AVAILABLE DATA
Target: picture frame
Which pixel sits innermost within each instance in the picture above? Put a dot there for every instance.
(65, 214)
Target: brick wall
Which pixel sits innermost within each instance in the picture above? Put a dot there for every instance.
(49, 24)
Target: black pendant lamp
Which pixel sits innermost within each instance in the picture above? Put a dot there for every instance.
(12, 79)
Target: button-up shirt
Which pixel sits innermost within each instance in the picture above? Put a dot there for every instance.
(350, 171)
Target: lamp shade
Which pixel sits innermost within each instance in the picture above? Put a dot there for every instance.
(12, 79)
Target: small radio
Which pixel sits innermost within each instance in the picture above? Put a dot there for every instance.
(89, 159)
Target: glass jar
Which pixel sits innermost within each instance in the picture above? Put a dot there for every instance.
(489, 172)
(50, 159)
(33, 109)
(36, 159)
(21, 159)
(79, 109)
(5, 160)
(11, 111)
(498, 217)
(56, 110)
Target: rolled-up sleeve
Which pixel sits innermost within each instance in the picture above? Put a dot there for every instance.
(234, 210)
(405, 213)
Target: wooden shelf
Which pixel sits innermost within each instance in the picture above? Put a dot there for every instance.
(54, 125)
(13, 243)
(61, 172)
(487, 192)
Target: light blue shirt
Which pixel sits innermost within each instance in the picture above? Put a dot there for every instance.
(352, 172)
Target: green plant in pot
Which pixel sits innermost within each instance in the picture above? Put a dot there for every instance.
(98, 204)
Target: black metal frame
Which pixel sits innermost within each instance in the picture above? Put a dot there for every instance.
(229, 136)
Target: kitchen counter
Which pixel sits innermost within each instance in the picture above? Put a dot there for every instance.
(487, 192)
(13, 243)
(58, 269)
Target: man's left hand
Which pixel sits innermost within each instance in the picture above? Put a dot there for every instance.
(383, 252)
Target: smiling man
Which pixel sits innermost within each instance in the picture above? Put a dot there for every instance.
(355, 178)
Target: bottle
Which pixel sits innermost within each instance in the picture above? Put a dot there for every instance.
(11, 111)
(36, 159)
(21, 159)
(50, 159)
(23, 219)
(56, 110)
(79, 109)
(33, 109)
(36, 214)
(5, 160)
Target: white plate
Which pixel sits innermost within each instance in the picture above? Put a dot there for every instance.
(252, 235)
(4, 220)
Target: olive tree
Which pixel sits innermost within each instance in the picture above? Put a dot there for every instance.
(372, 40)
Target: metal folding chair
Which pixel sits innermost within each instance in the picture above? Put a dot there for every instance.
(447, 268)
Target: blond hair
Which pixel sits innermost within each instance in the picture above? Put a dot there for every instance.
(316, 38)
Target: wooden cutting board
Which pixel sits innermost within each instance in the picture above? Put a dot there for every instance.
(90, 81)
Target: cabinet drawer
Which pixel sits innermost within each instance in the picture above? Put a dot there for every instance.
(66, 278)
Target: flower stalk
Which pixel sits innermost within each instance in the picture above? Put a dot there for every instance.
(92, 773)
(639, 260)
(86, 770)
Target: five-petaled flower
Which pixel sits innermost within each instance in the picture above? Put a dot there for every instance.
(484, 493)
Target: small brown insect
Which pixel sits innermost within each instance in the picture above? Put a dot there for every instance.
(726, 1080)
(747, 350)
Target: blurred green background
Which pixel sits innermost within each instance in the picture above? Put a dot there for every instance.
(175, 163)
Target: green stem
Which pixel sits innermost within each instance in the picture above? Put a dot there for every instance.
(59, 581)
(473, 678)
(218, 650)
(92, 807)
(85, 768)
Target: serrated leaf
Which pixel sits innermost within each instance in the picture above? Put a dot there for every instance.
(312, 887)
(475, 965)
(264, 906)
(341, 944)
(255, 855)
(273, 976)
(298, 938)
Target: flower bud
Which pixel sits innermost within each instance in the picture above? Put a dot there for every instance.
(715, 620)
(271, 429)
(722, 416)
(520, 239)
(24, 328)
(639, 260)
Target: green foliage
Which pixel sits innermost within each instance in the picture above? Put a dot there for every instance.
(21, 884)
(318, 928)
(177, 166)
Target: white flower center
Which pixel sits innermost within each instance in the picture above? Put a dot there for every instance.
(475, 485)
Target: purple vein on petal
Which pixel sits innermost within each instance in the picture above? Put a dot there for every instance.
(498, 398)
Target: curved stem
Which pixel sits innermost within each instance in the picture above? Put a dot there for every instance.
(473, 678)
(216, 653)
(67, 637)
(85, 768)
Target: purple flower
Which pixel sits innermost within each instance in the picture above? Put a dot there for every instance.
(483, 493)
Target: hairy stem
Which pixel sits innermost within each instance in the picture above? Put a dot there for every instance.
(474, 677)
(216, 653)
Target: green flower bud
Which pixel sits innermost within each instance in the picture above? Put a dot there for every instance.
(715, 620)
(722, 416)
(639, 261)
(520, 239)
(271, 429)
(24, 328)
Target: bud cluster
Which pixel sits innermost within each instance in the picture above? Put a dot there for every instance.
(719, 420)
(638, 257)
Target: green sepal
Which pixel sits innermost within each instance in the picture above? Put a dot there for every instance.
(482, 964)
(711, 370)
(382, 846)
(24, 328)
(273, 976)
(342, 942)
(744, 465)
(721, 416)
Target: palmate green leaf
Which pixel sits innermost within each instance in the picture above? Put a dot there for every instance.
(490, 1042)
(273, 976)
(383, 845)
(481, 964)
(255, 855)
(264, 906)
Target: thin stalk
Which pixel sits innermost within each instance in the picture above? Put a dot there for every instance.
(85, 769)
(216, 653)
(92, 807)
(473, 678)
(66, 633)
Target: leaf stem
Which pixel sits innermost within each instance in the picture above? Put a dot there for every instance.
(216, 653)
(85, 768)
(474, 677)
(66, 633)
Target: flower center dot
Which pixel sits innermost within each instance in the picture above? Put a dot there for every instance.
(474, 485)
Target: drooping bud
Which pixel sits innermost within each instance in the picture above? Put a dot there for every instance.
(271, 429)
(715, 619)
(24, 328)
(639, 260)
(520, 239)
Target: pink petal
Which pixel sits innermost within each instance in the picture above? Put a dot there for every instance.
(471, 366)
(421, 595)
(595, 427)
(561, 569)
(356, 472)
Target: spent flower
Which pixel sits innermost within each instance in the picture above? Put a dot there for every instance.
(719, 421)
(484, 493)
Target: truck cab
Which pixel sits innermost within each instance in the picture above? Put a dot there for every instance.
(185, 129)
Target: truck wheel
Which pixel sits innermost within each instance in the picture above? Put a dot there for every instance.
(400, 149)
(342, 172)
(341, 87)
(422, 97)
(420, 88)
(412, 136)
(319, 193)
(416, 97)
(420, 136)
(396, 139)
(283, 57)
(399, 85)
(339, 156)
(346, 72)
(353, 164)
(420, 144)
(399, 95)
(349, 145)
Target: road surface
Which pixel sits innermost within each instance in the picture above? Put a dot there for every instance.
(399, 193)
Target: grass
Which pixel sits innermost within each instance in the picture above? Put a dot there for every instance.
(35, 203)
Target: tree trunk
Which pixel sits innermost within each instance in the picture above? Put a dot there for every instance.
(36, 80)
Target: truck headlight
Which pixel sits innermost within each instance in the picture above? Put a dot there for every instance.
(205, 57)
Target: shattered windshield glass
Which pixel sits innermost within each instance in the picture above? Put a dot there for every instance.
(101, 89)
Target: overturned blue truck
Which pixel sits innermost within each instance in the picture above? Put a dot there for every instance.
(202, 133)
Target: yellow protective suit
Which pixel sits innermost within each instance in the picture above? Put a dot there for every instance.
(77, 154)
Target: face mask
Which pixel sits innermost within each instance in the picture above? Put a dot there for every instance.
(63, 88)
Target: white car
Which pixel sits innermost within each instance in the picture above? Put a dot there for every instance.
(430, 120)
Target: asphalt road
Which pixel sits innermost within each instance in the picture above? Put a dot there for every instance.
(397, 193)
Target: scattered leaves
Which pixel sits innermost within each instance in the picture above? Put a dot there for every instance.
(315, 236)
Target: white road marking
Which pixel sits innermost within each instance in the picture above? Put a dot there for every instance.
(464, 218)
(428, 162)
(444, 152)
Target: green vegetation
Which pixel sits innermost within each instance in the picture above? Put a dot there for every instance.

TASK
Your answer should be one number: how many lines in the records above include "leaf".

TASK ANSWER
3